# START OF LISTED RECORDS
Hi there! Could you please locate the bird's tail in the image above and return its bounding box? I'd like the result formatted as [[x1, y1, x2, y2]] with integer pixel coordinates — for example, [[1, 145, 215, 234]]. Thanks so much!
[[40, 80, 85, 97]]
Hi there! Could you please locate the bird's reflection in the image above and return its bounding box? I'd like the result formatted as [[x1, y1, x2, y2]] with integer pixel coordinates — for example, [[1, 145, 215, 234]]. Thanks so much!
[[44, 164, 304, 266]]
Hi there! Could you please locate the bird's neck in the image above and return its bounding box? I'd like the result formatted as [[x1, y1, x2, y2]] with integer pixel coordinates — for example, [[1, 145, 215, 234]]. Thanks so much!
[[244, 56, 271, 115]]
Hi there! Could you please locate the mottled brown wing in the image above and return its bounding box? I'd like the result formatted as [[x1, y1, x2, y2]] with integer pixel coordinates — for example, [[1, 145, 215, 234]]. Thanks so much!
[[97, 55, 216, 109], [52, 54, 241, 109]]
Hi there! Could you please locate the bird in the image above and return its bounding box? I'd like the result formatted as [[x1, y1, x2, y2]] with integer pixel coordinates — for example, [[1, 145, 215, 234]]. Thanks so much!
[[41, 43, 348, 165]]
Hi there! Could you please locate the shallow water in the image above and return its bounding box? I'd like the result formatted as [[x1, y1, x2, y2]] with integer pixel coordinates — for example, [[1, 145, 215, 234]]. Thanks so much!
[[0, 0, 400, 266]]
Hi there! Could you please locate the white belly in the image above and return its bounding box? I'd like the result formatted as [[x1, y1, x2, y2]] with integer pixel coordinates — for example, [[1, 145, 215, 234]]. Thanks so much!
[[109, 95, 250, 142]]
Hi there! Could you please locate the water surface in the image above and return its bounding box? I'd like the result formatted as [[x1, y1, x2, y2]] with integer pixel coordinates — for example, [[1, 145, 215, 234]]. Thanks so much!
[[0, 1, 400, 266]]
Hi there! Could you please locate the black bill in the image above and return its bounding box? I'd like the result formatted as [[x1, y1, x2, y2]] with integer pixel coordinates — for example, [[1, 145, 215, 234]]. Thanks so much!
# END OF LISTED RECORDS
→ **TASK OBJECTIVE**: How many lines in the material above contain the word "water"? Reply with the number alone.

→ **ANSWER TO THIS TASK**: 2